» Data entries:
— start —

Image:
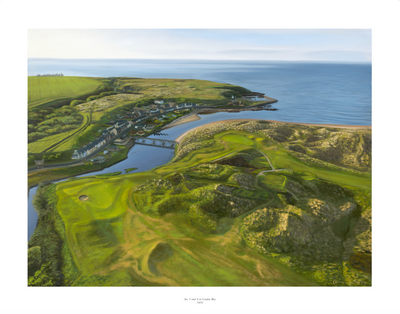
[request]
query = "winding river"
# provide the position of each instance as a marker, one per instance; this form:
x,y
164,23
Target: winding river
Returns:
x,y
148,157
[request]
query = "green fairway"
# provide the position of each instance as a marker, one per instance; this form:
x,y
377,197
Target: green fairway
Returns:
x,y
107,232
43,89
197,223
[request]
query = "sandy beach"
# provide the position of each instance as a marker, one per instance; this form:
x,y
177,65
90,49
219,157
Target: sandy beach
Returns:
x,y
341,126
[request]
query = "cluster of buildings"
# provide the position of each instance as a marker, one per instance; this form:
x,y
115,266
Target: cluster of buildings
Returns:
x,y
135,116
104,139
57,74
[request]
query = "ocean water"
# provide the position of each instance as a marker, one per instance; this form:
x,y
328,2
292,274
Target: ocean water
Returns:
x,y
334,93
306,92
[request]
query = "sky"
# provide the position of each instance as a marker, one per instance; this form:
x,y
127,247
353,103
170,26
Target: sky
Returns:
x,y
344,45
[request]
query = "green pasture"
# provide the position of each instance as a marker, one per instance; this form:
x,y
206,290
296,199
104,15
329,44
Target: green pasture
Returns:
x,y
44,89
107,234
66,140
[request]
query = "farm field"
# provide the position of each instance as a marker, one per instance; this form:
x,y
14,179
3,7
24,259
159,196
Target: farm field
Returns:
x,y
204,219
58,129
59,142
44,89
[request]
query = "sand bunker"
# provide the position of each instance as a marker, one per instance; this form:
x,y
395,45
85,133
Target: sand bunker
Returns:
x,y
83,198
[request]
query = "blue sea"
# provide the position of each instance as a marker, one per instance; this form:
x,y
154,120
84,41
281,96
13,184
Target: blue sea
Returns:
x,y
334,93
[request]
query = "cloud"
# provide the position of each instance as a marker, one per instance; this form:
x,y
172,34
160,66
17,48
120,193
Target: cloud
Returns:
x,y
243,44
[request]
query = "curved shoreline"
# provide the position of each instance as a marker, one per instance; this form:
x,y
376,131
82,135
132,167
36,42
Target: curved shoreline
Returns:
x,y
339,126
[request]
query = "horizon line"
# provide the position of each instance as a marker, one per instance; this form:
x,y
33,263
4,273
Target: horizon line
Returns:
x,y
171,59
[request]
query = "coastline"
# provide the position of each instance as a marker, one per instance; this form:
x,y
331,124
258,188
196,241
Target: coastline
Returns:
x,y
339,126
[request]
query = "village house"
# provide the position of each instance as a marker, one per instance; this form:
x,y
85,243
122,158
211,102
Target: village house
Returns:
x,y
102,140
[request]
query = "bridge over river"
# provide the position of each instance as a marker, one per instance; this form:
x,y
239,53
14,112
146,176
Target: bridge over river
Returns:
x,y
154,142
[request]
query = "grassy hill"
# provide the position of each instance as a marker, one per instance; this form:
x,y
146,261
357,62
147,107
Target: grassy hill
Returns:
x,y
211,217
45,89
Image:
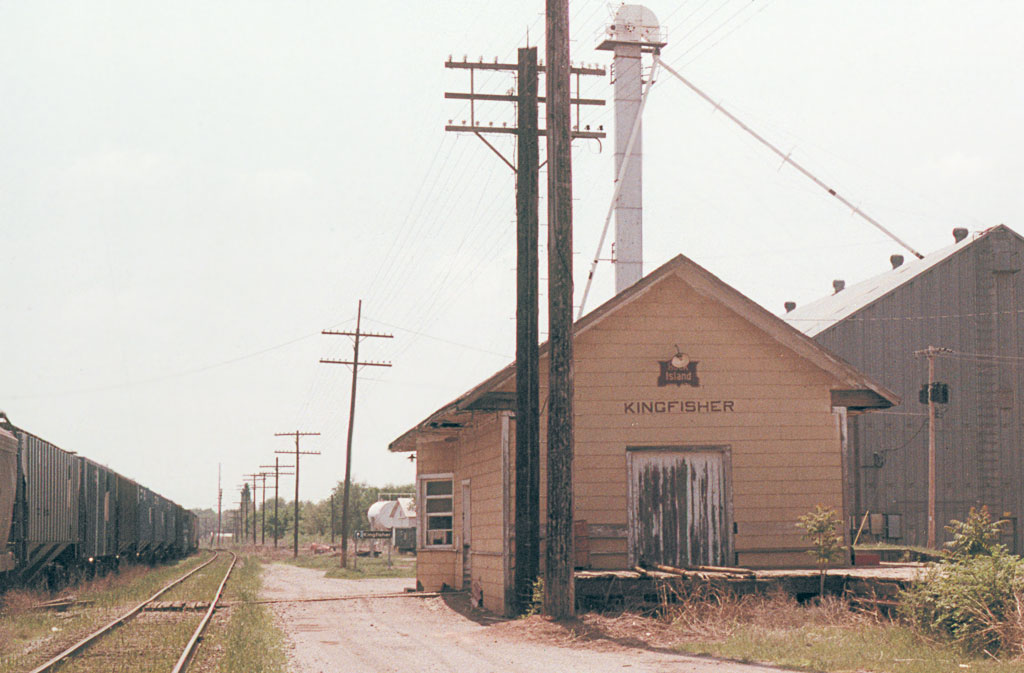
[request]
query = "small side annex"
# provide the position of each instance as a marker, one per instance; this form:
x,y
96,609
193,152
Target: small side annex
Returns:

— end —
— start —

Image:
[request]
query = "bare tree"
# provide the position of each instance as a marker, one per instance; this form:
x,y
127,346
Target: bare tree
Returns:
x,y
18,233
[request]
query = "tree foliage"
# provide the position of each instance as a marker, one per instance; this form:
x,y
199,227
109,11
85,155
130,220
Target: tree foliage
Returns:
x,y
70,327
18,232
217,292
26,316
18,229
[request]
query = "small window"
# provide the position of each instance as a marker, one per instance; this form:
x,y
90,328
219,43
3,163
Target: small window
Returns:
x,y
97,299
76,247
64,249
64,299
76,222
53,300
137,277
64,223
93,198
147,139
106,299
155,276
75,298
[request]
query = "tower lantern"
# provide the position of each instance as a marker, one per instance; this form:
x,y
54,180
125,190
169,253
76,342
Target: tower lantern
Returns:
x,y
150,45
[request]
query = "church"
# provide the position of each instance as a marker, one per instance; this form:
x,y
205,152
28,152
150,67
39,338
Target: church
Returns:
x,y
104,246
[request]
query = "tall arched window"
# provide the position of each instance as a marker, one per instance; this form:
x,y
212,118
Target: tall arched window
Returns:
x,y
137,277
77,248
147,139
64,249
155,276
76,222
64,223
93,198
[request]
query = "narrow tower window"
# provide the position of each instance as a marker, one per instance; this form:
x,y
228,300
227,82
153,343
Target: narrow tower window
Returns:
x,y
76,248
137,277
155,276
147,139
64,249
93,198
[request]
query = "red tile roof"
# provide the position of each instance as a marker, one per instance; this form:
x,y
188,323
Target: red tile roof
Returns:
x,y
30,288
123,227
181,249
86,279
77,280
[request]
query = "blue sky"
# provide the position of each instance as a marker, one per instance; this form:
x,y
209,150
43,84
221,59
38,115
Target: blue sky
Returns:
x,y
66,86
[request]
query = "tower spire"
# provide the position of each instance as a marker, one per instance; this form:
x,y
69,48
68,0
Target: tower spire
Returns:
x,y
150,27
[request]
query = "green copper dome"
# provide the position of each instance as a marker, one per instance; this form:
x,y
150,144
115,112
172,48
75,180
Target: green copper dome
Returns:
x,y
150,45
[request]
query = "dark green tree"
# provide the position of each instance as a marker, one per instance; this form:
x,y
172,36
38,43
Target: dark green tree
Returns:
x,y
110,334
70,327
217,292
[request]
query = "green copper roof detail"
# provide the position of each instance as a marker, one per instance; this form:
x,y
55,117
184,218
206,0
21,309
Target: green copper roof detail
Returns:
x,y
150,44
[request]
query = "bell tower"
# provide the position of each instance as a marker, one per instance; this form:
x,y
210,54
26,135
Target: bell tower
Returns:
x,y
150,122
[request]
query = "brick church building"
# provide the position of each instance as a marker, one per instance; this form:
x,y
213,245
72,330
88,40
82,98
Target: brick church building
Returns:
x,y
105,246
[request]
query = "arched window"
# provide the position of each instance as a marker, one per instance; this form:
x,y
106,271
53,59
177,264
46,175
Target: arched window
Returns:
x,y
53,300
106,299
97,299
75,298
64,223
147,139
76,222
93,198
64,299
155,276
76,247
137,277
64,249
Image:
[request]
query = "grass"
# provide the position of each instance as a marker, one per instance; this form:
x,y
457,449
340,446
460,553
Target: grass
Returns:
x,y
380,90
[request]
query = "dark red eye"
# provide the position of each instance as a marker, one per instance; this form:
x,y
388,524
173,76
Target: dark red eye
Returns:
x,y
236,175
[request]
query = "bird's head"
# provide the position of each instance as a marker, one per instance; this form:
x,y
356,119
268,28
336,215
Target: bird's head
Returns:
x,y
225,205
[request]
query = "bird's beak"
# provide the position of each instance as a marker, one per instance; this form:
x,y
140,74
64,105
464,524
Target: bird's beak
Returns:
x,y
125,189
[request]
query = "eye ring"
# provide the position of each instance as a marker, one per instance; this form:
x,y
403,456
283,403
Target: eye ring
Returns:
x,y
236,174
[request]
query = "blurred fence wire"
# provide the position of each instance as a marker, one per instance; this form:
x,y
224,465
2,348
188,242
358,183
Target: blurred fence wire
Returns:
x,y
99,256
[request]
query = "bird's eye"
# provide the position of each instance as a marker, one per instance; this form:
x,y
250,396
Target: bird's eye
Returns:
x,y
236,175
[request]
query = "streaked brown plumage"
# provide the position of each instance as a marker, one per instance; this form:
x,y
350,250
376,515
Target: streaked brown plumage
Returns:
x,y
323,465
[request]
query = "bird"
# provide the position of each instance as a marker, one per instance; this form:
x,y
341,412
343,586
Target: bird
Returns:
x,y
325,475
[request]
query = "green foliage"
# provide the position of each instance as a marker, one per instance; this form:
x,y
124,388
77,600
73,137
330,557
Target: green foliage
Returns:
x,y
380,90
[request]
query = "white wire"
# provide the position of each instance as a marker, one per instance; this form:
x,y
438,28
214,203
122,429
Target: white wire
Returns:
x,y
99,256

— end —

From the listing above, pick out every line that contains the word "bird", matching case exactly.

» Correct answer:
query = "bird's head"
Target: bird's head
query = "bird's beak"
Target: bird's beak
query = "bird's eye"
Target: bird's eye
query = "bird"
Target: bird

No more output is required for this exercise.